EXERCISE PROMPT »
Rewrite the entries below, substituting "most central" for every occurrence of "innermost" and keeping everything else unchanged.

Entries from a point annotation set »
# # # # #

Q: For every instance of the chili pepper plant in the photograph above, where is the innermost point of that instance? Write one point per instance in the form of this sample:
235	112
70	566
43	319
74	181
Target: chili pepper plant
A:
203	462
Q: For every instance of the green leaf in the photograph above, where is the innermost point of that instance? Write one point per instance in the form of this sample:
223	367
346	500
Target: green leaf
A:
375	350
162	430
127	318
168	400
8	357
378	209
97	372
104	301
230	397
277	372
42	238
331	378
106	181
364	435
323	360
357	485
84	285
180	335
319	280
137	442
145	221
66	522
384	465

# # # # #

RESULT FOR THIS EXERCISE »
Q: For every instance of the chili pepper plant in the photograph above, where is the most central point of that instance? Write one point per instance in the form of this sample:
235	112
70	566
43	319
74	181
Target: chili pepper plant
A:
203	462
Q: For every instance of the green leaf in the photograph above, where is the most central point of that instance? Write one point per instance in the form of this sample:
223	367
346	500
Target: green leaf
A:
375	350
162	430
127	318
168	400
8	357
378	209
97	372
104	301
230	397
277	372
42	238
331	378
106	181
364	435
323	360
357	485
84	285
180	335
319	280
137	442
145	221
66	522
384	465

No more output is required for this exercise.